What the exercise asks -> Collect each line in the material below that contains the word "brim", and copy every such line in full. Only matches in the same letter case count.

Source material ->

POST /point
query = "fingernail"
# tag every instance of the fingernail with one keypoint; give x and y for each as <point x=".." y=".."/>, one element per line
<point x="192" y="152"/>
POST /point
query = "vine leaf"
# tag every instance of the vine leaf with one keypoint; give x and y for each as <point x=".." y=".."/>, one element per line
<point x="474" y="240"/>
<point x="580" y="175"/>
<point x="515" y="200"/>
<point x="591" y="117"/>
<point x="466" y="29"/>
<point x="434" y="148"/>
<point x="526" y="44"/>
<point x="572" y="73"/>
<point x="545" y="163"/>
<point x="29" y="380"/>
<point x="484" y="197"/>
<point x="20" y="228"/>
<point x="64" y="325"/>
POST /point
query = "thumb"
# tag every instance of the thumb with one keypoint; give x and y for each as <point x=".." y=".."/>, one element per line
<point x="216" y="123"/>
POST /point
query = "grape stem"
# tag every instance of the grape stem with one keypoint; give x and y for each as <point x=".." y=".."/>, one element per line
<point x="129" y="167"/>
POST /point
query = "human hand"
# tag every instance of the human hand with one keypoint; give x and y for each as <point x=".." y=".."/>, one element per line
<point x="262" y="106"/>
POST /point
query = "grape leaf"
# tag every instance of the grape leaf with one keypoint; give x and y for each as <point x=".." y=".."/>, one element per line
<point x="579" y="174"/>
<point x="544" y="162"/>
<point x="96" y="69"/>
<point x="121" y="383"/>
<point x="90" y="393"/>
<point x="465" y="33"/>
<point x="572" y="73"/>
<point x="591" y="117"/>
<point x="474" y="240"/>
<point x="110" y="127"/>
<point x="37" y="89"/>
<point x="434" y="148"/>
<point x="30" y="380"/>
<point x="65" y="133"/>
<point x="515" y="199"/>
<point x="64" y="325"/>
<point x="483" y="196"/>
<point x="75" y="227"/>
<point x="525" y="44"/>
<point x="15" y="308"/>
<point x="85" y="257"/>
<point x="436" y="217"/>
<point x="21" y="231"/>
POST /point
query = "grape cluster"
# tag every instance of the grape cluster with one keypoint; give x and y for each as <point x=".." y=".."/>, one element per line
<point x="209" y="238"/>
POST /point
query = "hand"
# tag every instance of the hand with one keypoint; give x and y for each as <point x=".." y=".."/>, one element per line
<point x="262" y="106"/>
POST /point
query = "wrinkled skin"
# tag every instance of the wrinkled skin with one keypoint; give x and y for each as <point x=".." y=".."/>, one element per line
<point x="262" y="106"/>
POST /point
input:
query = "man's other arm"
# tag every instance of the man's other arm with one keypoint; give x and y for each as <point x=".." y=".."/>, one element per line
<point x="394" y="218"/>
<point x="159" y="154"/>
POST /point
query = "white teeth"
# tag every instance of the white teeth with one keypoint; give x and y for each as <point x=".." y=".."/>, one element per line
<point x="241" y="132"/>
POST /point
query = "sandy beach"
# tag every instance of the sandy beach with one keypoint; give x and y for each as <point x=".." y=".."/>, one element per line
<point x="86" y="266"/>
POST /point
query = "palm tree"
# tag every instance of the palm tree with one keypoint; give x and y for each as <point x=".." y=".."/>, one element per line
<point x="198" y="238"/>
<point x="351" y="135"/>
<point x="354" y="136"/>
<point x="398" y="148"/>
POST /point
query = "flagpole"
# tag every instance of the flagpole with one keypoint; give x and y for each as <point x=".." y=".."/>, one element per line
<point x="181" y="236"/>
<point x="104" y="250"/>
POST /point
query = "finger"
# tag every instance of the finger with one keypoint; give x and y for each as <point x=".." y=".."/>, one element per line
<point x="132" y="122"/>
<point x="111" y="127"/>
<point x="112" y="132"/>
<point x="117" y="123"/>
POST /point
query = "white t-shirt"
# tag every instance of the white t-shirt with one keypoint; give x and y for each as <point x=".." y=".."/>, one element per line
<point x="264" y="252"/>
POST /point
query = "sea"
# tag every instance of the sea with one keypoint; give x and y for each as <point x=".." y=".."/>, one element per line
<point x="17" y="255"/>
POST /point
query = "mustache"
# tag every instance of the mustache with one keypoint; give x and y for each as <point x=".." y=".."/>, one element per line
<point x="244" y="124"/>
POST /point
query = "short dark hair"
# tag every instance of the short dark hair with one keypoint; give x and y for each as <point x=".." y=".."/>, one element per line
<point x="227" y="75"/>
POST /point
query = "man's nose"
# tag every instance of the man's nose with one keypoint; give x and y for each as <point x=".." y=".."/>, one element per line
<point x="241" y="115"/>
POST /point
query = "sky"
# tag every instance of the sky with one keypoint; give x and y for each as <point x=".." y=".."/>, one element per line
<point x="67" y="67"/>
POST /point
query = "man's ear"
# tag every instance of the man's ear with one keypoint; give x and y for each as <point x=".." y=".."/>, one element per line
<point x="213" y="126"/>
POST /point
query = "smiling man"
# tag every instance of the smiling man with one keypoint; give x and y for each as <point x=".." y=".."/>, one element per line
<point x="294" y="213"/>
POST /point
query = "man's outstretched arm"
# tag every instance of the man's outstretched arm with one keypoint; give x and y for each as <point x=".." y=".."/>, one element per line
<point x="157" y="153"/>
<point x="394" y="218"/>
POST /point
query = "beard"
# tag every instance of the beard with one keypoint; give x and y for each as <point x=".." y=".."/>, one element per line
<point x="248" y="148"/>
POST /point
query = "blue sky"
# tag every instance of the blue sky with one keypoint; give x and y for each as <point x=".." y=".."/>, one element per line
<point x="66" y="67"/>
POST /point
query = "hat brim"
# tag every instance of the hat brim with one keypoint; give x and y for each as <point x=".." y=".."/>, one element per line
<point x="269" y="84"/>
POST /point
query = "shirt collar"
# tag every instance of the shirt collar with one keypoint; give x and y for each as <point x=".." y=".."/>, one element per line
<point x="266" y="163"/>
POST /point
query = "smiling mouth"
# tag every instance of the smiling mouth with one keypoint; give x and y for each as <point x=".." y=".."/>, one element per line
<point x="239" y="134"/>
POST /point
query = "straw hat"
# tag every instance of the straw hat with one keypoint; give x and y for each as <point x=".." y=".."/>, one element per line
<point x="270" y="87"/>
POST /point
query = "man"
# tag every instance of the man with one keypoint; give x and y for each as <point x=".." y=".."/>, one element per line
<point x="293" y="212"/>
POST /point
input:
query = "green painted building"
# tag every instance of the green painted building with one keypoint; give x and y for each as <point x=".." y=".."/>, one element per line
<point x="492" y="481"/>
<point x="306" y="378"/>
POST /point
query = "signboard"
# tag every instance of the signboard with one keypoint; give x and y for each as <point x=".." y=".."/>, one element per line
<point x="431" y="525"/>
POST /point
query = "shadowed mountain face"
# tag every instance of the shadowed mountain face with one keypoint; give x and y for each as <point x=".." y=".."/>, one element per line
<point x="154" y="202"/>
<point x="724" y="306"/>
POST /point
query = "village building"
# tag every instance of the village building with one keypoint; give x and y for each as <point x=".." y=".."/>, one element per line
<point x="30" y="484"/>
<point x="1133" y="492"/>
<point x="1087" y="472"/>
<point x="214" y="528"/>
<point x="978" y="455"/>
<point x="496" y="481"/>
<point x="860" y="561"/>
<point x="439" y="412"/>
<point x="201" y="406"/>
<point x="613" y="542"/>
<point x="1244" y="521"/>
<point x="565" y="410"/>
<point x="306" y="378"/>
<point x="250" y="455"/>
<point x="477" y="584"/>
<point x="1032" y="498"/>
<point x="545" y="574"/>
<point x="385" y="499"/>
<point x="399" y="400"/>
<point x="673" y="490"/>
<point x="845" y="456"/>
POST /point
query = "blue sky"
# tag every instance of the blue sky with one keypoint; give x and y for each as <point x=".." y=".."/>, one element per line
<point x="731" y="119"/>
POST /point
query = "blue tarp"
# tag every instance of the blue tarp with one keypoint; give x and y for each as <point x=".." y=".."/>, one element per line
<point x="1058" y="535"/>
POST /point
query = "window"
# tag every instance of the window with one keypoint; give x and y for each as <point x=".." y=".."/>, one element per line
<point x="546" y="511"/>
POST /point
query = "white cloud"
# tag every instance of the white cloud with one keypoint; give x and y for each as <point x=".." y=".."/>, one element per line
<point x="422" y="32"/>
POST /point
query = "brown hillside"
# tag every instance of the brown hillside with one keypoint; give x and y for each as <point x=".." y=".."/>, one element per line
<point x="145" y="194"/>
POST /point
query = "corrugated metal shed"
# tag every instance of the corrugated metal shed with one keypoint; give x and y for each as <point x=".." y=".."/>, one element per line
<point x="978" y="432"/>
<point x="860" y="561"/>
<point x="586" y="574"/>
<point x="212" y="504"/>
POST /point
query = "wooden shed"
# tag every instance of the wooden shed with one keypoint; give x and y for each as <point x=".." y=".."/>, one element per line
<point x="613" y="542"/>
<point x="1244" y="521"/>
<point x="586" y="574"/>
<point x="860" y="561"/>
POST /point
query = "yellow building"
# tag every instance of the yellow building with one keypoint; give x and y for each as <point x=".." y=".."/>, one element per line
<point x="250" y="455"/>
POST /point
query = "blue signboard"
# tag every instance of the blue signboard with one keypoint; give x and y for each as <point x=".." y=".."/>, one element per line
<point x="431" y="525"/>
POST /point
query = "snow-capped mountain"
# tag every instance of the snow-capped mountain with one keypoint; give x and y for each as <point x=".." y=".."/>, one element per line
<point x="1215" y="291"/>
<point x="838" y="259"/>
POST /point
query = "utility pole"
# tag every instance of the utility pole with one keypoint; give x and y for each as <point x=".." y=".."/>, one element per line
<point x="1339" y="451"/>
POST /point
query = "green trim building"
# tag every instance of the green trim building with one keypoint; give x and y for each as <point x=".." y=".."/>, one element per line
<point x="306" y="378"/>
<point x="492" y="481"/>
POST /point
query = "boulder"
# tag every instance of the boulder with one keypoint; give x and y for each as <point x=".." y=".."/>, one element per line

Response to the task ->
query = "hat brim"
# tag every instance of the hat brim with one keypoint; give x and y for each as <point x=".." y=".."/>, one element per line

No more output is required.